Work to be completed: The output should be every line below that includes the word "bayberry".

------------

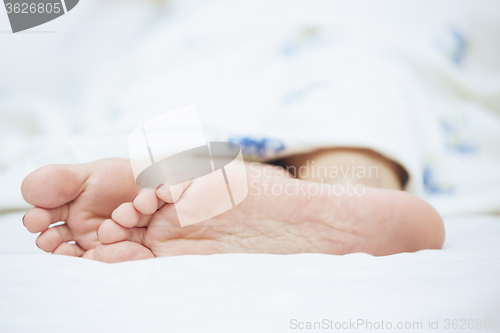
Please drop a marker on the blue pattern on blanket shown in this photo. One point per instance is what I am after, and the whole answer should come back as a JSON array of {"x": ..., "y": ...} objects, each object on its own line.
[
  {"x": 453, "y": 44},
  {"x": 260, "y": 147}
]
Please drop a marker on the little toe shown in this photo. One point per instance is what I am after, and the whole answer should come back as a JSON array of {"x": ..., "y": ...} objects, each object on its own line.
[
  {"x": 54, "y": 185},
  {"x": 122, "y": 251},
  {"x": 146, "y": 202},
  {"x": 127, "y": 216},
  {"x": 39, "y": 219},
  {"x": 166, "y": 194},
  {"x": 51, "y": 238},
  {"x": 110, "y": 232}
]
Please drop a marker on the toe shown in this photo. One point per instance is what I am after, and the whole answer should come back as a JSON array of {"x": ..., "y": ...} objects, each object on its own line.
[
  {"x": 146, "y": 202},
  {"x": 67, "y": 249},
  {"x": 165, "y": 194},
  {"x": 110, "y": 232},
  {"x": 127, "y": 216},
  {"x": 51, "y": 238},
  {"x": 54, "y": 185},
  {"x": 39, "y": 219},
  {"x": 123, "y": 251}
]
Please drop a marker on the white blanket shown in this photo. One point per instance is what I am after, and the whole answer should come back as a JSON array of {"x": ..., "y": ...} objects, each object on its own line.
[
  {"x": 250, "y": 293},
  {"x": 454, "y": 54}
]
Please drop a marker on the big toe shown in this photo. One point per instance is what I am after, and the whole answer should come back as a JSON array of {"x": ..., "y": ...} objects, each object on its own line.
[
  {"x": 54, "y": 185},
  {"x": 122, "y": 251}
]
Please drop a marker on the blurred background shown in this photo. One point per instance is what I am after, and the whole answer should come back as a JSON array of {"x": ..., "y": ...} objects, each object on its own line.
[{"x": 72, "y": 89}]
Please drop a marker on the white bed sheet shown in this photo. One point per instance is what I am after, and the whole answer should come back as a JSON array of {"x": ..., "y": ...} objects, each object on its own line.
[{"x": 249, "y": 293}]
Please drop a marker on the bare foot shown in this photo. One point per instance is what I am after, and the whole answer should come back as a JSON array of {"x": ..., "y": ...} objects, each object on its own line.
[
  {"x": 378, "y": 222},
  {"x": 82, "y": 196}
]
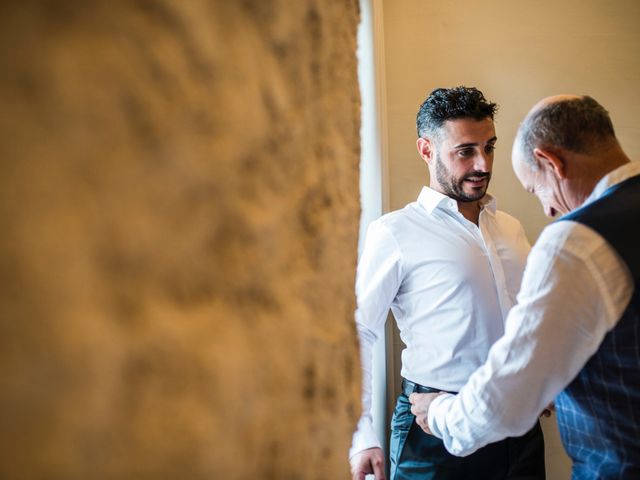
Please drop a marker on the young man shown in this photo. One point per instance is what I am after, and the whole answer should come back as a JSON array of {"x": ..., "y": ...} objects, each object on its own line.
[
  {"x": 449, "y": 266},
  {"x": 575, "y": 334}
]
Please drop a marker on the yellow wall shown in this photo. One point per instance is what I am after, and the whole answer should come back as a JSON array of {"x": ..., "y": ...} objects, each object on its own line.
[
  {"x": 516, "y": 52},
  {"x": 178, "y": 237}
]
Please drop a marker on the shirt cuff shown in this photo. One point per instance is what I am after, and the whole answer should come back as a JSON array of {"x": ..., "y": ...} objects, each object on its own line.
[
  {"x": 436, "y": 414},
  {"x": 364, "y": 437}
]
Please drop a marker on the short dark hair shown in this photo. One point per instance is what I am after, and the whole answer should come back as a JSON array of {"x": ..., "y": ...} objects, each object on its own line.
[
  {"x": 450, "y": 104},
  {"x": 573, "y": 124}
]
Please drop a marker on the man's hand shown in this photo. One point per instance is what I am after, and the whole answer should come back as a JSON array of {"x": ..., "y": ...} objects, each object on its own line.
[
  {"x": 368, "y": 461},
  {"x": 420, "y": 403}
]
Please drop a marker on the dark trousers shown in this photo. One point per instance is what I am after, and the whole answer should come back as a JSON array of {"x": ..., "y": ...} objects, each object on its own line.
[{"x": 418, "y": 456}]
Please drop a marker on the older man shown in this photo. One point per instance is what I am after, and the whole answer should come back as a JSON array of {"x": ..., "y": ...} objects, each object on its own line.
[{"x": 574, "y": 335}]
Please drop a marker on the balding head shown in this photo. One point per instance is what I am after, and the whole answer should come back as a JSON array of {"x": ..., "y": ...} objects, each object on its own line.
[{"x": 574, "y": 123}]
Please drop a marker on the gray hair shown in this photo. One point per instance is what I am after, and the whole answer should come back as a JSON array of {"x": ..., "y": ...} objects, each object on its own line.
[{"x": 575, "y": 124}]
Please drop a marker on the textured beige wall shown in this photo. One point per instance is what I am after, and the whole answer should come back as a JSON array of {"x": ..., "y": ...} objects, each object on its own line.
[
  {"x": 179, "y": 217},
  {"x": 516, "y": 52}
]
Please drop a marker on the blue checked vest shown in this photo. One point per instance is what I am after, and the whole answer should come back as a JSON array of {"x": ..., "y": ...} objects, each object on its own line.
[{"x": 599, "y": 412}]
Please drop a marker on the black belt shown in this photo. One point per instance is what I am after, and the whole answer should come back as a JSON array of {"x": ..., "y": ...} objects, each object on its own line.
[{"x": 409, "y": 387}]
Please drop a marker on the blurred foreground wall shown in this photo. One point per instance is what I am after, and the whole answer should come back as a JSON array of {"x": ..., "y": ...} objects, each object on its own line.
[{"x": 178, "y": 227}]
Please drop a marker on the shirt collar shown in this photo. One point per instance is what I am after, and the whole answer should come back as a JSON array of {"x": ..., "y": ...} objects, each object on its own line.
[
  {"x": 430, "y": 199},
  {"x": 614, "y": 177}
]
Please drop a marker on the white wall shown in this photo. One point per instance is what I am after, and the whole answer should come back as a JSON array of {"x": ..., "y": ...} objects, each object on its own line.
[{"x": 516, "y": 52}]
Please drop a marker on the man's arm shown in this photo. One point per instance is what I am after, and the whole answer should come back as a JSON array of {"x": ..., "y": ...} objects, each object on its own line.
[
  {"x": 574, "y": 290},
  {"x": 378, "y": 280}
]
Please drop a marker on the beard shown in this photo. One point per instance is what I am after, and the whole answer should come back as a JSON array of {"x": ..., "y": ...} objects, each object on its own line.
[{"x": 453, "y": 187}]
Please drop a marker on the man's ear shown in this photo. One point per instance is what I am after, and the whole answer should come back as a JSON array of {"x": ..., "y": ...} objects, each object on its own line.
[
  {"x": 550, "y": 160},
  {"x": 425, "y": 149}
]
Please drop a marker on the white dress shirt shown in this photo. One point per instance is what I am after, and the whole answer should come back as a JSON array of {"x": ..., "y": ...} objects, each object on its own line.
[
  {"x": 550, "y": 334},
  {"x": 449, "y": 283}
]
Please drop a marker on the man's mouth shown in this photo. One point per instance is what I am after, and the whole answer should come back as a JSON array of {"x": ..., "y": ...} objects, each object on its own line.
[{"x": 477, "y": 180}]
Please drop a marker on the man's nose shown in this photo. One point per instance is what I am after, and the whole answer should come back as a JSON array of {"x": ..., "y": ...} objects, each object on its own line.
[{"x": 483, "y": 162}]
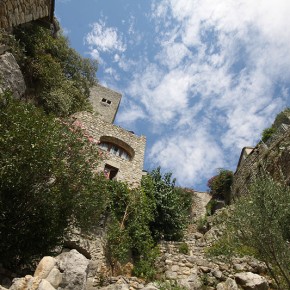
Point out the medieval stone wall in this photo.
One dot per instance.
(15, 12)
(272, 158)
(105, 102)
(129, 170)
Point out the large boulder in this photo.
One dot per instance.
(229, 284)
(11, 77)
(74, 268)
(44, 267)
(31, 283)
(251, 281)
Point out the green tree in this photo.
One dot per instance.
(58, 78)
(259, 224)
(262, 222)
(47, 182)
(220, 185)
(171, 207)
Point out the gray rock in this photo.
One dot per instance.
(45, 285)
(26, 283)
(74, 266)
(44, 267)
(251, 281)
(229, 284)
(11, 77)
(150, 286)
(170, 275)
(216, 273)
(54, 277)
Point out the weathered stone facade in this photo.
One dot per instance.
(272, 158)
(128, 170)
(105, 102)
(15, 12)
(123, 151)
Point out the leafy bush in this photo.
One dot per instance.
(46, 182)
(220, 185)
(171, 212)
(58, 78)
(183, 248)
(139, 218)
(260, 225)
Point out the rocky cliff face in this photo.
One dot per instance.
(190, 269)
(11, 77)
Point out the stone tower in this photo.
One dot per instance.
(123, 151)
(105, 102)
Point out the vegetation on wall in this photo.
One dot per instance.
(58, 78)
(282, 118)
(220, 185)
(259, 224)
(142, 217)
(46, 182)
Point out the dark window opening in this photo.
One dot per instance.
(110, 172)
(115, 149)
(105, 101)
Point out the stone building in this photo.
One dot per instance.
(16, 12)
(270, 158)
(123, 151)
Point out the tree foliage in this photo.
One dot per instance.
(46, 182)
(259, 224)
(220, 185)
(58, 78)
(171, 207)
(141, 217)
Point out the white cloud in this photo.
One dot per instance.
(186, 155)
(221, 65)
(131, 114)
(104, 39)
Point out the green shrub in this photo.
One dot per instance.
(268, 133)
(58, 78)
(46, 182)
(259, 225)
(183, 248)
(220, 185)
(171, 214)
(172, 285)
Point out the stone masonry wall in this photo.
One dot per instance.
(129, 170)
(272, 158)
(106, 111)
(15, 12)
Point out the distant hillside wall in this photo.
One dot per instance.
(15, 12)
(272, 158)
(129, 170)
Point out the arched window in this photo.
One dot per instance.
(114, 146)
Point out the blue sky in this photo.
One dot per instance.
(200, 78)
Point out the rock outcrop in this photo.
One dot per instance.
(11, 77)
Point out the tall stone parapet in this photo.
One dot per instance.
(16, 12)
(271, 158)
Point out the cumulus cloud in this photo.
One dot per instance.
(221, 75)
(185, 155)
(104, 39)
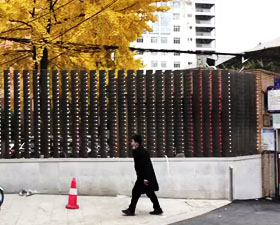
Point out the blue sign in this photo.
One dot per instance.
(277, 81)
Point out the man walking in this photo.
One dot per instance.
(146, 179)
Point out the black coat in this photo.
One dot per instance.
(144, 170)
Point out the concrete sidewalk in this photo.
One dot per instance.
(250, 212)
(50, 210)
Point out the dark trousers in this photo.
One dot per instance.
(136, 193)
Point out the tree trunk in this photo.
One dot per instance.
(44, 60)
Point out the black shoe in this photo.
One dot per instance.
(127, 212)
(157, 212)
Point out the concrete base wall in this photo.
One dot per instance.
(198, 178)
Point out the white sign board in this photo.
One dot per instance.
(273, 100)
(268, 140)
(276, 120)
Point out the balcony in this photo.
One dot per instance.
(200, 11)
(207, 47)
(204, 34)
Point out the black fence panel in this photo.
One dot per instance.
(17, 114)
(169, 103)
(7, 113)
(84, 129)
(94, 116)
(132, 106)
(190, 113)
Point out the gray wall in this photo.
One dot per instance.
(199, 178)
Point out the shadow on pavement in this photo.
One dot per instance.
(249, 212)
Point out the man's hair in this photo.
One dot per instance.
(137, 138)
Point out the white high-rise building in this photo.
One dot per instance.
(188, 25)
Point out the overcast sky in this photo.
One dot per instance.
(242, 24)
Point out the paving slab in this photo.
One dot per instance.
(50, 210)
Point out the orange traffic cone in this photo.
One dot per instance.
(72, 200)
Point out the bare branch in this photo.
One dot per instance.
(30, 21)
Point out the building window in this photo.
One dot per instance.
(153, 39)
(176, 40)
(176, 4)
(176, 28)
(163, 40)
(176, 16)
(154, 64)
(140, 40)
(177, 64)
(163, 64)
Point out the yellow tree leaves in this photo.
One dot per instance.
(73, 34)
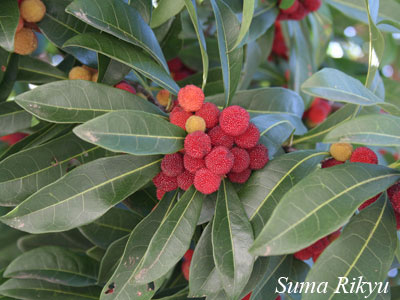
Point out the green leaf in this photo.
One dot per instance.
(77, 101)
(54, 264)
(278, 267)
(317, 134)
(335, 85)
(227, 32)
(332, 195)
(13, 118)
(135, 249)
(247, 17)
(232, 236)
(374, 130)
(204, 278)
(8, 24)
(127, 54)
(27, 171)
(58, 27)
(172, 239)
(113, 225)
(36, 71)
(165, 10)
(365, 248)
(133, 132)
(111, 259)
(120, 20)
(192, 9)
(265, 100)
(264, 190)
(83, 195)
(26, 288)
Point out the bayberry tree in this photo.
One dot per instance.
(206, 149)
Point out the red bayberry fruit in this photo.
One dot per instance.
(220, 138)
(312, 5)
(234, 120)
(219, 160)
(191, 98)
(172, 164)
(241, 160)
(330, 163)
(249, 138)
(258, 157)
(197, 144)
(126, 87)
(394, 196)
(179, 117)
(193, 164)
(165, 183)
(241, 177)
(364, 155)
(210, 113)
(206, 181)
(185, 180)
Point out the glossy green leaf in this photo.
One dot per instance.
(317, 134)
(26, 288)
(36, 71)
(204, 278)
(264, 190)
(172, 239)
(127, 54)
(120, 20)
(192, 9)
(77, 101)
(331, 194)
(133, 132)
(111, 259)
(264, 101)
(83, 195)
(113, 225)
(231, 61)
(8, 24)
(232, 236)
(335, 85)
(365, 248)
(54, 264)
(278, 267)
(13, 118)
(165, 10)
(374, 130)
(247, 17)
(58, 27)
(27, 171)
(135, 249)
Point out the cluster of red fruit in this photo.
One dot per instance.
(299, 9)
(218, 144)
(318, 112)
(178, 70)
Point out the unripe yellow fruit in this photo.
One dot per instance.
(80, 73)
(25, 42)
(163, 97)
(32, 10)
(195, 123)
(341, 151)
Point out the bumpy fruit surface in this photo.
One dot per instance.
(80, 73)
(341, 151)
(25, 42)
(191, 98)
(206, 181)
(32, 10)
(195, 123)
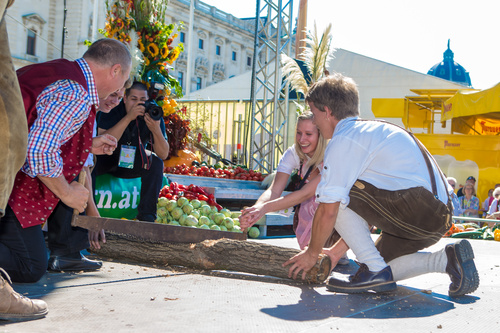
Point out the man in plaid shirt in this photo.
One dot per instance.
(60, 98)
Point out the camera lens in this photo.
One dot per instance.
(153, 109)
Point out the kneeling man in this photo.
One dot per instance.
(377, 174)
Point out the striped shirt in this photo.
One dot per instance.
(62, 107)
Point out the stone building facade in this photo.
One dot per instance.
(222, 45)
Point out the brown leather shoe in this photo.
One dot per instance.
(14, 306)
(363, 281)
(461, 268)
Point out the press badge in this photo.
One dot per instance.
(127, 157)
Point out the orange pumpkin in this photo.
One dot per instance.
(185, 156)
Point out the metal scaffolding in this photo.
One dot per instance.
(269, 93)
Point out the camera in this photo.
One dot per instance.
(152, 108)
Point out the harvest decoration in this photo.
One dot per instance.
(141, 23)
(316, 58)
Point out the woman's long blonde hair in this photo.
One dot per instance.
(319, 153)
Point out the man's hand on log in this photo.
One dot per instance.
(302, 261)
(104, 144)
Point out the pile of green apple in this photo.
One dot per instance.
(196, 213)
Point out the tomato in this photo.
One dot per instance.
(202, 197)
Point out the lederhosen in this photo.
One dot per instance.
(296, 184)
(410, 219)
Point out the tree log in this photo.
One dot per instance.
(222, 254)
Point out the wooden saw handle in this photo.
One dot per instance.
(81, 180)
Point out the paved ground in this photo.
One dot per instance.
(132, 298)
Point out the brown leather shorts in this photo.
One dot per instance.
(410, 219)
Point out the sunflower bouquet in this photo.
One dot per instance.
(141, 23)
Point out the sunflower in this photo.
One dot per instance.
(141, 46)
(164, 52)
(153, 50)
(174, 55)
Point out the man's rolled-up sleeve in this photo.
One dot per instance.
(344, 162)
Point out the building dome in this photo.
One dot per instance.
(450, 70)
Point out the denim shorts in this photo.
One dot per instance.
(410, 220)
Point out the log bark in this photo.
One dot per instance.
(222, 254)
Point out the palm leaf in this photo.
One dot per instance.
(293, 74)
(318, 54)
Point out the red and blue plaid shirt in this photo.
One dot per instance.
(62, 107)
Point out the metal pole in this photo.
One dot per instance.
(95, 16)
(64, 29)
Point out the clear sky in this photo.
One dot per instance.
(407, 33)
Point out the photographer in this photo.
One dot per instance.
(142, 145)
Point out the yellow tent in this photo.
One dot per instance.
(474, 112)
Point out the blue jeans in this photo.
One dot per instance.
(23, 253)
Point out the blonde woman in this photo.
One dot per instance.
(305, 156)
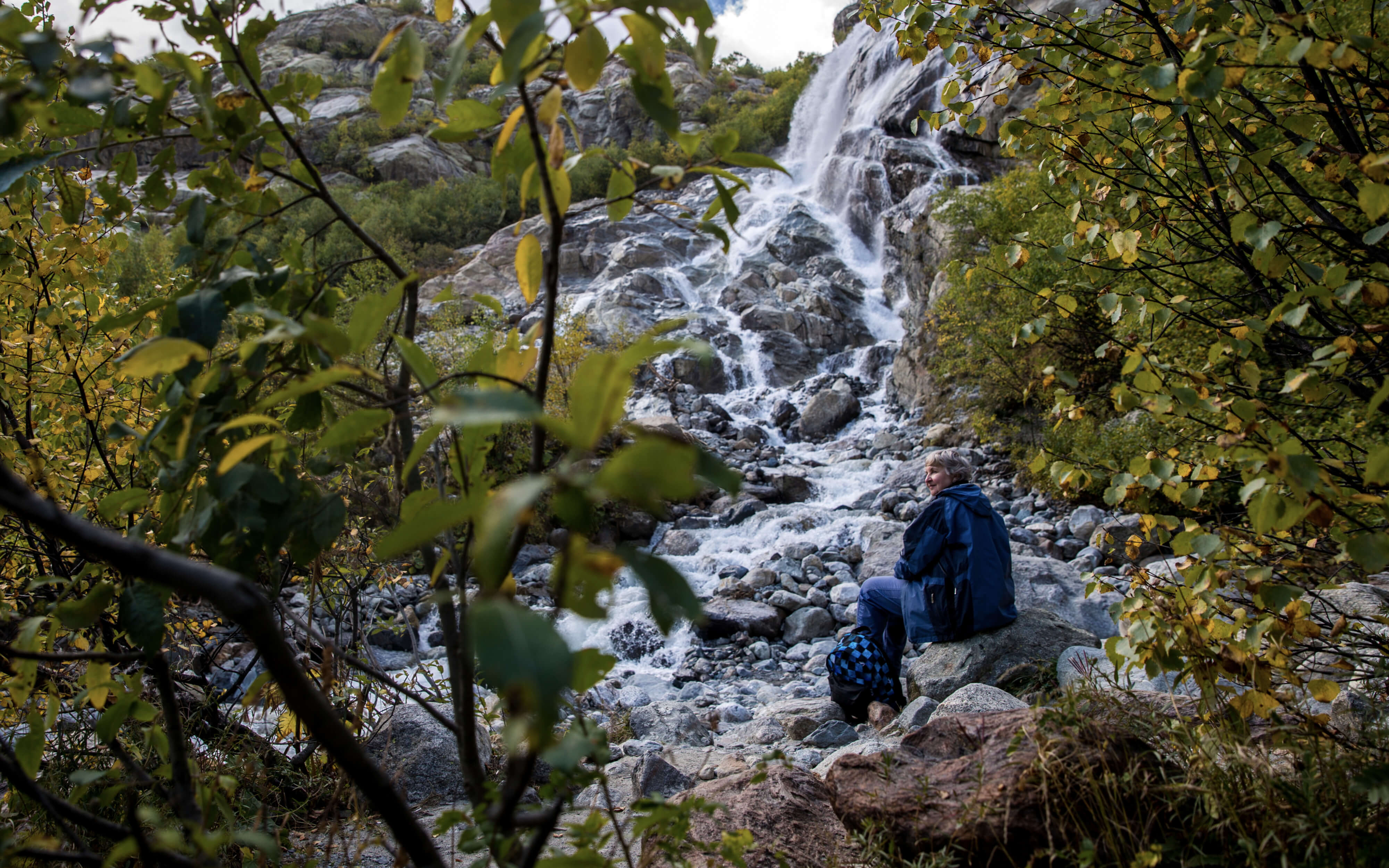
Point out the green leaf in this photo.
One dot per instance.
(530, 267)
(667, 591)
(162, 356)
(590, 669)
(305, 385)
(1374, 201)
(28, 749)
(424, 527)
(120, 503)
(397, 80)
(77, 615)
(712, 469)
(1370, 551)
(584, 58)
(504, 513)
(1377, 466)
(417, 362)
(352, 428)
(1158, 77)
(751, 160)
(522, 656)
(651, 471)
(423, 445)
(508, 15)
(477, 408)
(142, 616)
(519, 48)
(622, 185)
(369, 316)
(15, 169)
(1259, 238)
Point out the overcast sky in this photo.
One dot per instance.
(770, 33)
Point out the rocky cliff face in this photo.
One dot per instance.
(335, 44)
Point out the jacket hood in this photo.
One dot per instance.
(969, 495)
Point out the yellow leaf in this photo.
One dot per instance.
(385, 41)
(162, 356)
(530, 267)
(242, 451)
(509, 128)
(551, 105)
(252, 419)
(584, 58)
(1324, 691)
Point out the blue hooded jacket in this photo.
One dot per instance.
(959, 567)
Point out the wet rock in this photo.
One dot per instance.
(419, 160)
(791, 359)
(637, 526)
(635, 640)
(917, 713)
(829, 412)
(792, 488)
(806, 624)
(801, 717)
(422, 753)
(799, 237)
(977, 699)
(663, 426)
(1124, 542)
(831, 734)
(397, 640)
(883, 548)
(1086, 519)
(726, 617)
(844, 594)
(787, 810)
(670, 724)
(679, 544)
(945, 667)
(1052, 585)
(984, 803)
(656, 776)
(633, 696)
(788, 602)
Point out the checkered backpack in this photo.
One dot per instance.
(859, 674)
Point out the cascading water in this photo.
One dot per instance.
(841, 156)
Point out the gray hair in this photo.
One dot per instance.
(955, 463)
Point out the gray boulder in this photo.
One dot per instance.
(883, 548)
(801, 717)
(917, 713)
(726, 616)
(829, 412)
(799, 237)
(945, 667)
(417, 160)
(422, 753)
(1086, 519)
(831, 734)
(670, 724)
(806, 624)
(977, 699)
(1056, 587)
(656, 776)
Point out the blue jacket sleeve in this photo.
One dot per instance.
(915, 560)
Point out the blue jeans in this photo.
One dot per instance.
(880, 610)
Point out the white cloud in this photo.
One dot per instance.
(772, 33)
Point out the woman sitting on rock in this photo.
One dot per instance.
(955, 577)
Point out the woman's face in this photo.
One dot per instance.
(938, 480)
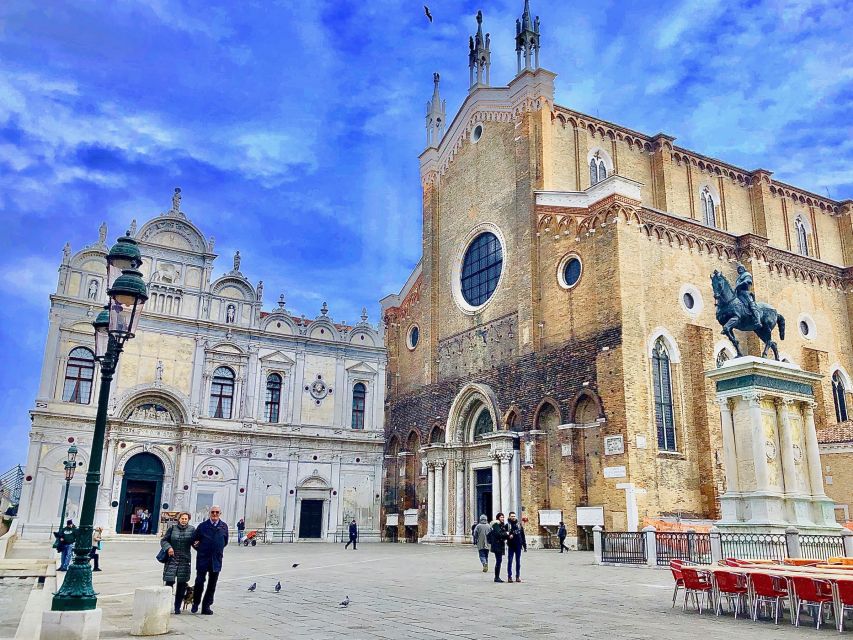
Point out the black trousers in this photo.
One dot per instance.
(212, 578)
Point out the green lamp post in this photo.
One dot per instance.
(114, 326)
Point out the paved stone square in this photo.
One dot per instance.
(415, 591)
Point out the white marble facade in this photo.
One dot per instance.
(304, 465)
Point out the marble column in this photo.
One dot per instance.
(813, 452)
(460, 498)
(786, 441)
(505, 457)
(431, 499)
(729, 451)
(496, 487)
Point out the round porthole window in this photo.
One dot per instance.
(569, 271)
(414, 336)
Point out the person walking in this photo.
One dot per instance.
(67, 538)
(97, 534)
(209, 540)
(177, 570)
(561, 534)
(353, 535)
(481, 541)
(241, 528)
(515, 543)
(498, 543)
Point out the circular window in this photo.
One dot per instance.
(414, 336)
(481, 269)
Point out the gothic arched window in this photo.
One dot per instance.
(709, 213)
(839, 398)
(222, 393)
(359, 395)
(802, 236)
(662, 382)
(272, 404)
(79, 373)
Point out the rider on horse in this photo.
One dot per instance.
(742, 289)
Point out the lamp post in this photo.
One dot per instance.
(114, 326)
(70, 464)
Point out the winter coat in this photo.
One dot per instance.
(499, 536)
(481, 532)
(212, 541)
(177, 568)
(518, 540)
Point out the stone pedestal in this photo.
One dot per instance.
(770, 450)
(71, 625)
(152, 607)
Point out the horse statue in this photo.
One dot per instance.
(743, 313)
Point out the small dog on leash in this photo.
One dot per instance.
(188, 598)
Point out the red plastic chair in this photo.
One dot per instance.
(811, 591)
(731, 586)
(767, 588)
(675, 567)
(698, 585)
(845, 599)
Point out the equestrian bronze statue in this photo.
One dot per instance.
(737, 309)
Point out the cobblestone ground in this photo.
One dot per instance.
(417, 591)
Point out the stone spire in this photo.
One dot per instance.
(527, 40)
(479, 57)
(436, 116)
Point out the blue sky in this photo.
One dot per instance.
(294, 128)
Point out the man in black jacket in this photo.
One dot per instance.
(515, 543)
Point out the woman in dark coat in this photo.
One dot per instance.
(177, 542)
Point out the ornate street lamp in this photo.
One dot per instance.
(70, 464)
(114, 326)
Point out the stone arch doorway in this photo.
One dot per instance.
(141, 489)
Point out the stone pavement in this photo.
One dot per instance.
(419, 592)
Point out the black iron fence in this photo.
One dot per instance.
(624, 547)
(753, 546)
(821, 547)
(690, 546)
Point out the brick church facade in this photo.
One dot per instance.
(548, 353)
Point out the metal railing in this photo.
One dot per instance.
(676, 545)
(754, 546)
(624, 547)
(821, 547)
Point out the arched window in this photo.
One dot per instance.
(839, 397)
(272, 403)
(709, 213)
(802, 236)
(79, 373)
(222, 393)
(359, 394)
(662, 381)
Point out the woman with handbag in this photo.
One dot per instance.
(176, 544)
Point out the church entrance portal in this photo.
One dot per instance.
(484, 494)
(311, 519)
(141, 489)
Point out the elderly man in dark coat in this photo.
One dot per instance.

------------

Task answer:
Point out the bayberry tree in this photo.
Point out the red bayberry fruit in this photo.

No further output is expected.